## SOURCE DOCUMENT
######

Natural Building Techniques: Timber and Recycled Light-Framing
This main structural system of this home addition is heavy timbers of Wisconsin White Pine. This type of framing is beautiful and durable, and has relatively low embodied energy, as heavy timber is not kiln-dried. About 40% of the light framing and the site-built roof trusses is wood recycled from curbsides in Madison.
There are numerous good references for learning timber framing, notably Ted Benson's books.
Above: Preparing to raise the frame.
Above: The moment of raising.
Above: Setting the trusses.
Students came from many states for the week-long workshops, some to learn to build their own homes, others to take back the techniques to their home communities.
Engineering our own trusses allowed us to use recycled and lower-grade wood, something a truss manufacturer would be unlikely to do because of liability concerns. We feel that the glued plywood gusset plates will outlast conventional metal gang-nailed truss plates, as the latter may in time rust. The pitch of the trusses is designed for the installation of solar collectors for domestic water heating.

######

## EXERCISE DATA
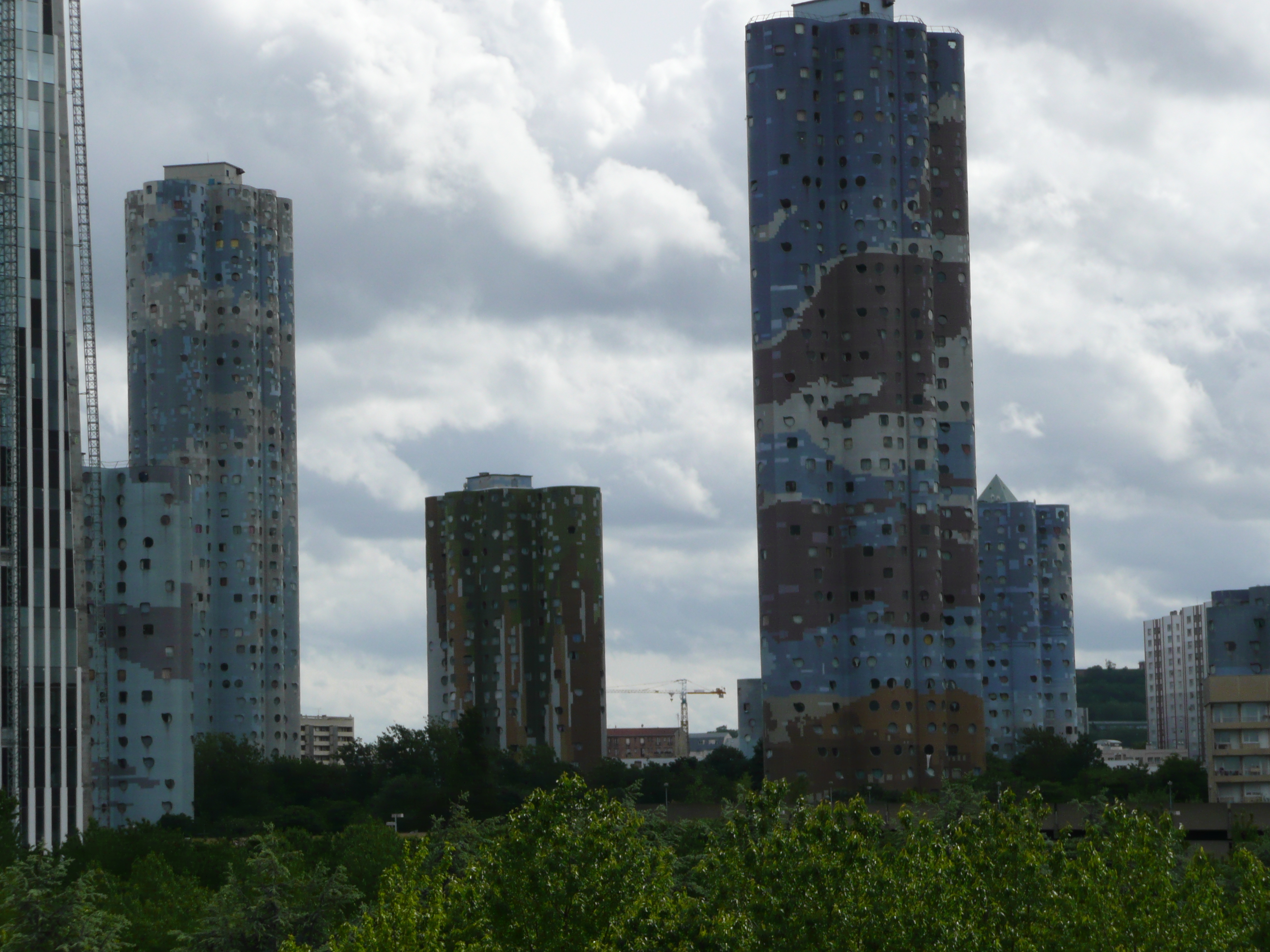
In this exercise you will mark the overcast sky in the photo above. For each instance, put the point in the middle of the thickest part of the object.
(521, 247)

######

## TASK TO CARRY OUT
In the natural building text, swap "trusses" for "rafters" and give the passage between "Above: Preparing to" and "domestic water heating.", inclusive.

## ANSWER TO THIS EXERCISE
Above: Preparing to raise the frame.
Above: The moment of raising.
Above: Setting the rafters.
Students came from many states for the week-long workshops, some to learn to build their own homes, others to take back the techniques to their home communities.
Engineering our own rafters allowed us to use recycled and lower-grade wood, something a truss manufacturer would be unlikely to do because of liability concerns. We feel that the glued plywood gusset plates will outlast conventional metal gang-nailed truss plates, as the latter may in time rust. The pitch of the rafters is designed for the installation of solar collectors for domestic water heating.